---------- READING PASSAGE ----------
S. Korea’s exports reach new high while domestic consumption weakens

Posted on : 2021-09-02 17:48 KST Modified on : 2021-09-02 17:48 KST
This trend has led to an intensifying “K-shaped” pattern in the business recovery
Containers are loaded on HMM Prestige (provided by Hyundai Merchant Marine)
Containers are loaded on HMM Prestige (provided by Hyundai Merchant Marine)

South Korean exports have reached new highs even amid the fourth wave of the COVID-19 pandemic, while domestic demand has sunk into another slump.

This trend, with the strong export performance failing to translate into domestic demand, has led to an intensifying “K-shaped” pattern in the business recovery.

The Ministry of Trade, Industry and Energy (MOTIE) announced that August exports had been recorded at US$53.23 billion on Wednesday. The number was 34.9% higher than during the same month in 2020, and the highest ever recorded for the month of August.

Cumulatively, exports from January to August stood at US$411.9 billion, up 27.6% from the same period in 2020.

The MOTIE said that it was the shortest length of time ever taken for South Korea to pass the US$400 billion mark within a single year. In 2018 — the only year to date in which annual exports exceeded US$600 billion — the cumulative total for January to August was US$399.7 billion.

Average daily exports for August were US$2.31 billion when the number of working days was factored in. That total was also an all-time high for the month of August.

Exports have been increasing for the past 10 straight months, with growth of over 20% for five months in a row. This marked the first time in 11 years that the rate of increase in exports exceeded 20% for five consecutive months, the last time having come during the months of April to August 2010.

Increases were also observed for all 15 major export categories for three months running. For the first time in history, double-digit rates of increase were seen in all 15 categories.

The MOTIE concluded that amid continued strong performance by such mainstay industries as semiconductors, petrochemicals, and general machinery, historically high August export numbers for new industries such as biohealth, rechargeable batteries, farming/fishing products, and cosmetics contributed to evenly strong growth for both traditional and emerging industries.

“Semiconductors are playing the role of vanguard in the export growth trend, and that combined with petrochemicals and general machinery providing a strong backbone and emerging categories such as biohealth and rechargeable batteries experiencing rapid growth has allowed steady performance to continue without being unsettled by external variables,” said Minister of Trade, Industry and Energy Moon Sung-wook.
---------- PROVIDED RECORDS ----------
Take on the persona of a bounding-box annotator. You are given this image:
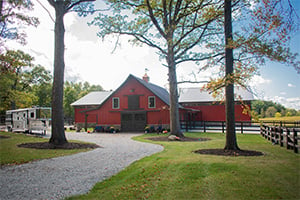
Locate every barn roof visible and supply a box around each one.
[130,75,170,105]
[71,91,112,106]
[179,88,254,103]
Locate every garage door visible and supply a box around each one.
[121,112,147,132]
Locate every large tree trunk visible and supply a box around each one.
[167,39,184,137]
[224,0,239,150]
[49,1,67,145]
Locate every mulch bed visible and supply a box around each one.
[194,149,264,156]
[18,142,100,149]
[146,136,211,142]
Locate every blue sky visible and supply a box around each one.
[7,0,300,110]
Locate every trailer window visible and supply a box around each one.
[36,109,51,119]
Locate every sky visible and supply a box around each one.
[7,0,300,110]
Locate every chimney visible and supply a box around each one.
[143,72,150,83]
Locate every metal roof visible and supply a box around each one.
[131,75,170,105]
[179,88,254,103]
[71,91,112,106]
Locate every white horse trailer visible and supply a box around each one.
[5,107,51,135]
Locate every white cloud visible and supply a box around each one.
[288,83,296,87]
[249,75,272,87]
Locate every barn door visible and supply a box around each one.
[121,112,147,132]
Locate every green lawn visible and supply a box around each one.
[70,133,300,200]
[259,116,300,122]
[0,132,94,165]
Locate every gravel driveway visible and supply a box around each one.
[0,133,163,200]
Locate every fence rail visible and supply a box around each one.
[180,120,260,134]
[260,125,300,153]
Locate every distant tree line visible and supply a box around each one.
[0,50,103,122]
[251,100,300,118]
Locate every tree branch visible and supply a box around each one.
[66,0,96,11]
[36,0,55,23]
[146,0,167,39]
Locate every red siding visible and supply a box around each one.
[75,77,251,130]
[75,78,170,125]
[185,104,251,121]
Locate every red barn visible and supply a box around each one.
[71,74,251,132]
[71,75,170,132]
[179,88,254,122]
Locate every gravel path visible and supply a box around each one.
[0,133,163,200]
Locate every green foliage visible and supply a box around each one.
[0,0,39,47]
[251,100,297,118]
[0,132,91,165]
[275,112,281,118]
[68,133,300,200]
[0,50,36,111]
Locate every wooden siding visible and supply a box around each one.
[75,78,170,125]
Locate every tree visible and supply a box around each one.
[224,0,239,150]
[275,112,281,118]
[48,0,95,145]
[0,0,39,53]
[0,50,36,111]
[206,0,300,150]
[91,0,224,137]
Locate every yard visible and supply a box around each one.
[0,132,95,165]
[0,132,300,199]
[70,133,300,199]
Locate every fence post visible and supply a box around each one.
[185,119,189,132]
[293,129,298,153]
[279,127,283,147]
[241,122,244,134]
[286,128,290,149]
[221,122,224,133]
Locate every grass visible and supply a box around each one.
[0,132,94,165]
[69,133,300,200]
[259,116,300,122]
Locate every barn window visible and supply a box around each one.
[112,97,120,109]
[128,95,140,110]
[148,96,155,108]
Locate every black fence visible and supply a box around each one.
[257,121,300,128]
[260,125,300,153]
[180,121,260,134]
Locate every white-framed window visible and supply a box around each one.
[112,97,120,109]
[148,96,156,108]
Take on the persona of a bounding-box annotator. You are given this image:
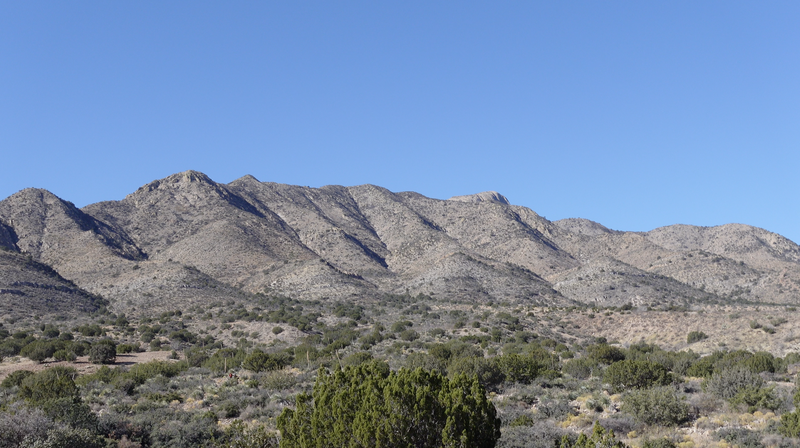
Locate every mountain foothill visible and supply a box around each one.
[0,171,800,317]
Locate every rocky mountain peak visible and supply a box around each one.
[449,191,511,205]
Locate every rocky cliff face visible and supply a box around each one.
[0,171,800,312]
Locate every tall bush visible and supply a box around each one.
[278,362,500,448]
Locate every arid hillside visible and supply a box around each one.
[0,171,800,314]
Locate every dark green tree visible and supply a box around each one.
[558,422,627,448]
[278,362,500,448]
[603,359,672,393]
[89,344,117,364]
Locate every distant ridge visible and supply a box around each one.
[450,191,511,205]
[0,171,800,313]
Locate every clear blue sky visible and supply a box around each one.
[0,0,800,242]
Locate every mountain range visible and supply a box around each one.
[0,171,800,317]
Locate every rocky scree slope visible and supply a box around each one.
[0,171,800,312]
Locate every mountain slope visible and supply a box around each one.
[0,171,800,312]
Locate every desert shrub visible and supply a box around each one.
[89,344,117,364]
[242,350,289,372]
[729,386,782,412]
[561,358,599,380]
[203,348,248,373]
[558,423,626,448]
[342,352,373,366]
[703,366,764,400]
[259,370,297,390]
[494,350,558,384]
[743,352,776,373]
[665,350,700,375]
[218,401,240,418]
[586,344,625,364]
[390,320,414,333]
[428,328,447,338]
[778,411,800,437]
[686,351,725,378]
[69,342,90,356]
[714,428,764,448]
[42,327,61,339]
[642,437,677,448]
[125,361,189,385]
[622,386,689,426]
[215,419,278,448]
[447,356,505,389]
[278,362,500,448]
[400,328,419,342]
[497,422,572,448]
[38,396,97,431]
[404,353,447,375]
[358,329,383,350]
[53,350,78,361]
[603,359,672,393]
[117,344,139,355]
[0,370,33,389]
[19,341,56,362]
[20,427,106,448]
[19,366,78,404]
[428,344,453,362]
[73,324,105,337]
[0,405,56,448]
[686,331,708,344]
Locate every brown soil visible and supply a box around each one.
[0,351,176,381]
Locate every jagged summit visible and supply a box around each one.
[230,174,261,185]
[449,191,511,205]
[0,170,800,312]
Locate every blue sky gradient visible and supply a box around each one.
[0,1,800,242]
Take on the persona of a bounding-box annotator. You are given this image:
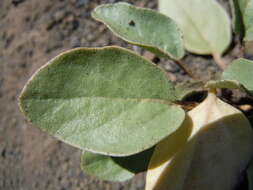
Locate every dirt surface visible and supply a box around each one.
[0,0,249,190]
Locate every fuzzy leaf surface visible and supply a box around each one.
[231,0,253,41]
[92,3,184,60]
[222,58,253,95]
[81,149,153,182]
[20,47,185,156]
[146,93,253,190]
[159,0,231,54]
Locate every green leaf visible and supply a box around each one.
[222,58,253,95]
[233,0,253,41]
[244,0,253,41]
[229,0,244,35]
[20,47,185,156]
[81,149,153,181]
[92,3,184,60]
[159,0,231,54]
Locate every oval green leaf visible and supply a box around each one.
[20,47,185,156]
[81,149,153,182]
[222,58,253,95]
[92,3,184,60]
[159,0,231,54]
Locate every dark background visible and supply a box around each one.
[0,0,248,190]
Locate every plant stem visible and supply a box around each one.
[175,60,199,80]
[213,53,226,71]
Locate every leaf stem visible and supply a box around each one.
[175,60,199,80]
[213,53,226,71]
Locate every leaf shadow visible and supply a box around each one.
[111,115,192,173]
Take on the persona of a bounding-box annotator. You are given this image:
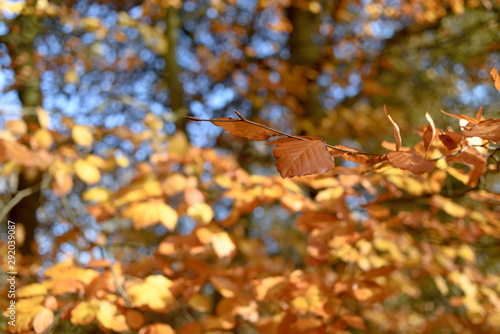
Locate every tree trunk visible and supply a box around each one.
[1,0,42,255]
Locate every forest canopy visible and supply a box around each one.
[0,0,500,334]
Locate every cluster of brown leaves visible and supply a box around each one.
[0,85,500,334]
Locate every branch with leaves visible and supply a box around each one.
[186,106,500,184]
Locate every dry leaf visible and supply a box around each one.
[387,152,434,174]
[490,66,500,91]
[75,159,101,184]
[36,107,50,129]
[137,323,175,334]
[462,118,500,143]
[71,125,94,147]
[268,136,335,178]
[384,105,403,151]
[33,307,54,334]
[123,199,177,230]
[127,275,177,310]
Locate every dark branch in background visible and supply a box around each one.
----------
» REQUIREMENT
Please copy the stretch of the article on South Korea's exports from "South Korean exports" through "the business recovery." word for word.

» SOLUTION TO THE PROBLEM
South Korean exports have reached new highs even amid the fourth wave of the COVID-19 pandemic, while domestic demand has sunk into another slump.

This trend, with the strong export performance failing to translate into domestic demand, has led to an intensifying “K-shaped” pattern in the business recovery.